Task instructions:
Reproduce the lines below word for word, starting at the line that contains "mark: the innermost point of each instance of the dark" and ending at the last line of the set, including both ends.

● ● ● ● ● ● ●

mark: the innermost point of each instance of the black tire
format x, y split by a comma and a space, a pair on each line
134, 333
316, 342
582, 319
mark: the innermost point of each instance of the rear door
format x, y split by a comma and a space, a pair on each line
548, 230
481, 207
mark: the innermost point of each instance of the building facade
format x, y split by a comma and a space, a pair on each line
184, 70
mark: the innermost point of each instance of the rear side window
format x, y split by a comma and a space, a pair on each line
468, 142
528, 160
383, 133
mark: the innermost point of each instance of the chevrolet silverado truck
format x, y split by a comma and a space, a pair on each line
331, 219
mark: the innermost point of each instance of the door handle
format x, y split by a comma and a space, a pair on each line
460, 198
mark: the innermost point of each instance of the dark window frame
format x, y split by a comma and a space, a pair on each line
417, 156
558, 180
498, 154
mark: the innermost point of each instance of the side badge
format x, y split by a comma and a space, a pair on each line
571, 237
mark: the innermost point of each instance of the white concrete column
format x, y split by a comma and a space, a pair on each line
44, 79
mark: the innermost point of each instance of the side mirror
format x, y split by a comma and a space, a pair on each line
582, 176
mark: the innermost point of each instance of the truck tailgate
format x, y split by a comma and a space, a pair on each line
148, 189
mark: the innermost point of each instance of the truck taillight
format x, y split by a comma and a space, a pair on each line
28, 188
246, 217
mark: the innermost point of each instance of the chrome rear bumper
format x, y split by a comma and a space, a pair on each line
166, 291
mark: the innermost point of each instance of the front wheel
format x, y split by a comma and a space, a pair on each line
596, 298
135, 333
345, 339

● ● ● ● ● ● ●

Task response:
mark: the innermost point of each instance of the dark window frame
format x, y split by a comma and a space, a pair on each line
417, 156
558, 180
498, 154
mark: the innermost point of each instance of the side badge
format x, y split by a comma and a space, a pair on each line
571, 237
mark: the innermost point of each instance of the white concrete column
format x, y split by a comma and a space, a pair on each line
44, 79
mark: the innermost point of each instance of the side mirror
format x, y split by a comma and a space, a pair on each line
582, 176
mark: the innermost point of each instance of the truck tailgate
format x, y split by a comma and a space, a pair on each line
148, 189
mark: the innermost point of each instance of the truck taillight
format x, y split by a comma and a space, a pair on each line
28, 188
246, 217
mark: the innermost point of each instance of the chrome rear bumper
format x, y split by a comma and a space, a pair on each line
166, 291
mark: the innermost point of each instance of the front wheel
format x, y split by a comma and a space, a pair on each line
596, 298
135, 333
345, 339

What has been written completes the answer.